**EXTRAIT DU DOCUMENT**
+++
Mohammed Dib (avec Kateb Yacine, Mouloud Feraoun, Assia Djebar, Malek Haddad, Mouloud Mammeri) est l'un des pères fondateurs de la littérature algérienne d'expression francophone. Né le 21 juillet 1920 à Tlemcen, Mohammed Dib a écrit ses premiers ouvrages en Algérie (dont sa célèbre trilogie "Algérie", composée des romans "L'Incendie", "La Grande Maison" et "Le Métier à tisser").
Homme discret, réservé de tempérament, Mohammed Dib pouvait rester, selon des témoignages, plusieurs heures dans une assemblée sans dire un seul mot. L'homme était totalement happé par la création et ses interventions publiques étaient parcimonieuses.
Nous avons profité du passage à Alger de la fille de Mohammed Dib, Catherine Naïma Dib (qui vit à Bruxelles et vient de participer à une émission de Canal Algérie consacrée à son père) pour lui demander d'esquisser pour nous le portrait intime d'un Algérien du monde qui était d'abord un écrivain.
Algérie1 : Madame, tout le monde sait en Algérie qui est Mohammed Dib. Même les enfants vous diront: "c'est un très grand écrivain!". Mais l'homme, l'être humain, peut-être parce qu'il appartient à cette race d'auteurs qui écrivent beaucoup et parlent peu (du moins en public) a été presque totalement occulté par son œuvre. Le personnage Mohammed Dib est resté, aux yeux de la majorité de ses lecteurs, une sorte d'énigme, un sphinx qui trône sur un nuage. Parlez-nous, Madame, si vous voulez bien, de l'homme que fut votre père, car, pour beaucoup d'Algériens, il est comme un grand frère qu'ils aimeraient mieux connaître.
Catherine Naïma Dib : Tout d’abord, je confirme que mon père était un homme discret, voire secret et ce trait de caractère s’est accentué au cours de sa vie. Je l’explique tout d’abord par sa personnalité et son éducation. Dans l’une de ses interviews, il dit, en racontant sa promenade à Tipasa avec Albert Camus, qu’il avait plaisir à le voir danser au soleil mais que lui-même n’aurait pu faire de même car il vivait ses émotions de manière intériorisée. A cela s’ajoute le fait que sa biographie n’a pas fait l’objet de recherches sérieuses et les fiches biographiques qu’on peut lire ici et là sont approximatives. Il reste donc un personnage mystérieux.
Des raisons extérieures - et pas seulement sa personnalité - expliquent aussi sa volonté de rester en retrait. Je citerai deux motifs de déception qui ont marqué sa vie. Le premier touche en grande partie à sa relation à l’Algérie. Comme vous l’avez mentionné dans votre journal (rubrique "Indiscrétions") il est revenu dans son pays après l’indépendance pour essayer de trouver un emploi et y vivre avec sa famille, en vain! C’est pourquoi il se qualifie de "travailleur immigré en France" dans sa dernière interview (l’entretien réalisé par Mohamed Zaoui (1998). J’ajoute qu’il n’a jamais demandé la nationalité française, qu’il n’a jamais eu d’autre passeport qu’algérien et qu’il vivait en France avec une carte de résident. J’insiste sur ce fait car, d’une part on lit parfois des propos mensongers sur ce plan, d’autre part ceux qui les écrivent sont, selon moi, mal intentionnés.
+++
**EXTRAIT DE DONNÉES**

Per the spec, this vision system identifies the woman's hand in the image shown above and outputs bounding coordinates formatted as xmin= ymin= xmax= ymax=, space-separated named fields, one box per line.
+++
**SÉRIE D'EXERCICES**
**1)** Répondez brièvement à chaque point à l'aide du texte consacré à Mohammed Dib.
(a) Dans quelle ville et à quelle date Mohammed Dib est-il né ?
(b) Dans quelle ville vit Catherine Naïma Dib ?
(c) Comment Mohammed Dib se qualifie-t-il dans sa dernière interview ?
**2)** Reproduisez sans rien changer le passage du texte consacré à Mohammed Dib qui s'ouvre sur les mots « Nous avons profité » et se ferme sur les mots « d'abord un écrivain. ».
**3)** Poursuivez le texte consacré à Mohammed Dib à partir de l'endroit où il s'arrête.

**CORRIGÉ DES EXERCICES**
**1)**
(a) À Tlemcen, le 21 juillet 1920.
(b) À Bruxelles.
(c) De « travailleur immigré en France ».

**2)**
Nous avons profité du passage à Alger de la fille de Mohammed Dib, Catherine Naïma Dib (qui vit à Bruxelles et vient de participer à une émission de Canal Algérie consacrée à son père) pour lui demander d'esquisser pour nous le portrait intime d'un Algérien du monde qui était d'abord un écrivain.

**3)**
Il a également été très peiné d’apprendre, grâce à des amis qui lui écrivaient ou lui téléphonaient pour l’en informer, que ses livres étaient publiés en Algérie et dans d‘autres pays, sans que lui-même ne soit ni consulté ni rémunéré. De la même manière, des adaptations de ses œuvres voyaient le jour à son insu, au théâtre ou à la télévision, sans qu’il n’ait même jamais eu l'occasion de voir ce théâtre ou ces feuilletons.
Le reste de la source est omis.